• **Extrait**:
★ ★ ★ ★ ★ ★ ★

OFF : Remontons un peu le fil du temps ! Avec une maman prof de danse et un papa passionné par cet art, était-il logique que vous choisissiez cette voie-là ?
FH : Non. Je ne me suis jamais dit: un jour, je serai danseuse ! À un moment donné, j’ai compris que je pouvais accéder à un niveau supérieur en m’entraînant. Mais, franchement, là d’où je viens, il y avait peu de débouchés en danse. J’aurais pu devenir professeur, mais je n’en avais pas conscience, il aurait fallu passer des diplômes… Ma chance, c’est que j’ai commencé à travailler très tôt. À l’âge de 16 ans, j’ai participé à des petits shows dans la région, j’ai gagné un peu d’argent.Et puis, j’ai passé le casting pour une émission sur France 2, le Dancing Show, ce qui m’a permis de partir assez vite en tournée. C’est seulement là, avec les premiers cachets, que j’ai envisagé d’en faire mon métier.
OFF : Vous n’avaz jamais rêvé d’être un petit rat de l’opéra, alors ?
FH : Pas du tout. Je viens de la campagne. Je n’avais pas ces accès-là et Paris me paraissait très loin. Je faisais mon petit bout de chemin en province, je n’avais pas cette ambition. Mais, grâce au Dancing Show, j’ai pu rencontrer Rick Odums (ndlr. Chorégraphe de l’émission). Il a été extraordinaire. Je n’avais pas d’argent pour m’offrir une formation, c’est lui qui m’a payé mes trois ans de cours. Je travaillais aussi le soir pour Dany Brillant. En fait, je crois que j’ai une super bonne étoile. Mais j’ai bossé fort pour réussir. Encore aujourd’hui, je prends des cours, je cherche à progresser tout le temps. Tu dois le faire, parce que le mouvement n’est jamais acquis.
OFF : Peut-on dire que la danse est un apprentissage permanent ?

★ ★ ★ ★ ★ ★ ★

• **Données fournies**:
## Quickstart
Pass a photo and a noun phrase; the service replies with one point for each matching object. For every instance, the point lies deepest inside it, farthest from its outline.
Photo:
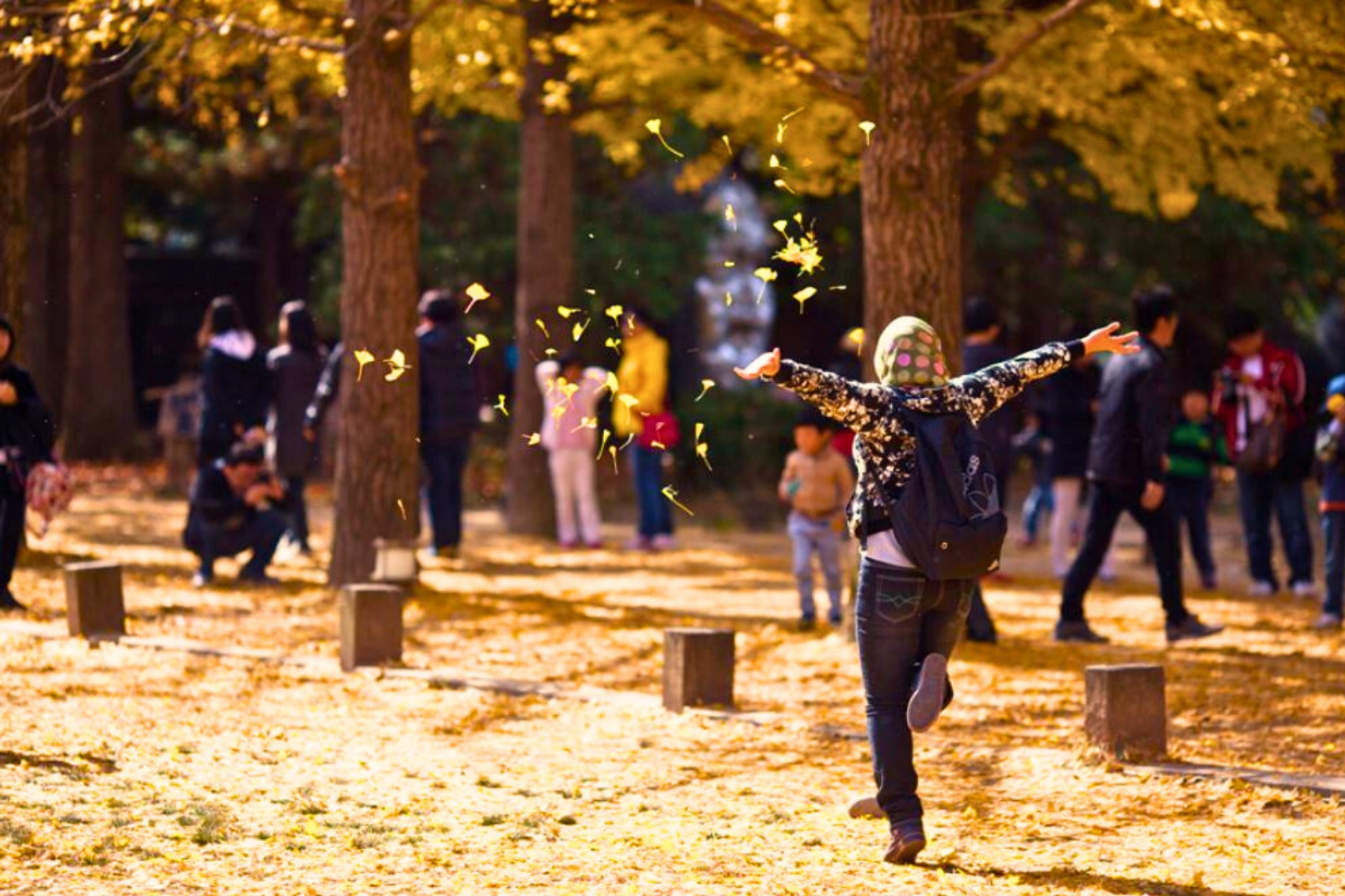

★ ★ ★ ★ ★ ★ ★

Recopiez le passage de l'entretien sur la danse qui va de « FH : Pas du » jusqu'à « n’est jamais acquis. » inclus.

• **Réponse complète**:
FH : Pas du tout. Je viens de la campagne. Je n’avais pas ces accès-là et Paris me paraissait très loin. Je faisais mon petit bout de chemin en province, je n’avais pas cette ambition. Mais, grâce au Dancing Show, j’ai pu rencontrer Rick Odums (ndlr. Chorégraphe de l’émission). Il a été extraordinaire. Je n’avais pas d’argent pour m’offrir une formation, c’est lui qui m’a payé mes trois ans de cours. Je travaillais aussi le soir pour Dany Brillant. En fait, je crois que j’ai une super bonne étoile. Mais j’ai bossé fort pour réussir. Encore aujourd’hui, je prends des cours, je cherche à progresser tout le temps. Tu dois le faire, parce que le mouvement n’est jamais acquis.